→ The problem:
Pull out each line in the rows below that contains the word "above" and copy it whole. Case counts, so only exact matches qualify.

→ Raw data:
════════════════
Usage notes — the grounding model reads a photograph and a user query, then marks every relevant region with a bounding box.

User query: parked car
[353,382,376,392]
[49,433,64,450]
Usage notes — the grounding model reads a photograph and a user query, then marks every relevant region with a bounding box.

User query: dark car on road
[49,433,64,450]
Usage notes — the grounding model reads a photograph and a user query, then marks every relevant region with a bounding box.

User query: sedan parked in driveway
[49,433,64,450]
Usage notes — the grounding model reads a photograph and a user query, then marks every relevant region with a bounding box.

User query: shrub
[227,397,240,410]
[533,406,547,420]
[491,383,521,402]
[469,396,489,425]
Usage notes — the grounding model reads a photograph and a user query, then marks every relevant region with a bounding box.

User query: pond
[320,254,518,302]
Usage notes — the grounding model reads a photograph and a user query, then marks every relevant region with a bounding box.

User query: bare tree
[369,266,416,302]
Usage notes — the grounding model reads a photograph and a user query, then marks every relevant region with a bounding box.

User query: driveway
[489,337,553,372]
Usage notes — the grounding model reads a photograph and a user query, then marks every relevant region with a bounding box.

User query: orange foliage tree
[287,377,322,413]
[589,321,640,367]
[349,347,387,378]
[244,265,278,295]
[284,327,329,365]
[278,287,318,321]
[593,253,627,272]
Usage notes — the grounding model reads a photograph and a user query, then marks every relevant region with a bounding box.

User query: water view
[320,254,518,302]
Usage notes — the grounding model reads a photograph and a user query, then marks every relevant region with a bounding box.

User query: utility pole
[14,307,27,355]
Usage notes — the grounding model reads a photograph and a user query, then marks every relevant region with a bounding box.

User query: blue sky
════════════════
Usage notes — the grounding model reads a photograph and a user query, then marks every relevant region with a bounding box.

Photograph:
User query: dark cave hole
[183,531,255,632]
════════════════
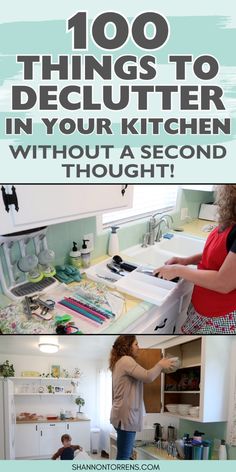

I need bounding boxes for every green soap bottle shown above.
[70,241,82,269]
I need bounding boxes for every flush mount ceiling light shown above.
════════════════
→ Task solution:
I need bounding boxes for every green soap bottle shown above.
I need bounding boxes for every flush mount ceiling light shown above.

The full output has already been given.